— WHAT TO WORK ON —
Update the records below by changing every "Can you spot" to "Can you find", keeping all other text the same.
— BEGIN DATA FOR PROCESSING —
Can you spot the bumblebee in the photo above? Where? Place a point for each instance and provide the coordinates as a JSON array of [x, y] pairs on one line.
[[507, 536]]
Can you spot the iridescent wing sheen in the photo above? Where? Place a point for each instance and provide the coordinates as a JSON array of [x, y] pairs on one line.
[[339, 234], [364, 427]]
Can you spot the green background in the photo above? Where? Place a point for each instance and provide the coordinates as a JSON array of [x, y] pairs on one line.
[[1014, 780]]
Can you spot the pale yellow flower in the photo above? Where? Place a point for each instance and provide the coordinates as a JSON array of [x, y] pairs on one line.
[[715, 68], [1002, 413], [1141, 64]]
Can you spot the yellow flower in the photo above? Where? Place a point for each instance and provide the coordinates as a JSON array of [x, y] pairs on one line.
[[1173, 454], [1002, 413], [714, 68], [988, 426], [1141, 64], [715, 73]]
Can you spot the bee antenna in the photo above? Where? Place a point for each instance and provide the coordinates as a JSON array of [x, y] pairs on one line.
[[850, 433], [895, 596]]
— END DATA FOR PROCESSING —
— EXERCISE RESPONSE —
Can you find the bumblebee in the photo above? Where? Place a point for each instance and provide the coordinates as a JSON array of [x, y] pairs on one line.
[[507, 536]]
Can you find the iridescent wing sheen in the photo above? Where? Place a point for each instance and provide the coordinates as a JSON array of [x, y] pairs on one line.
[[339, 234], [364, 427]]
Can you find the green background in the photo above? Where? Place a point for each instance and provide the coordinates as a JSON array of [x, y] pairs on one line.
[[1014, 780]]
Can you find the pale yellow flower in the photo above? Where? Place a point for each instance and provide the coordinates as a JSON array of [x, y] pairs on one line.
[[715, 68], [1002, 413], [1141, 64]]
Can you find the yellow flower in the photo above? Where? Place a point for each instance and provide the coordinates as a JSON array of [x, y] pairs on one line.
[[1173, 454], [1002, 413], [714, 68], [988, 426], [1141, 64], [715, 73]]
Can you find the bee antenna in the photo above? Where? Place a point for each instance and provide the coordinates as a JSON array of [x, y] pairs on one line.
[[850, 433], [895, 596]]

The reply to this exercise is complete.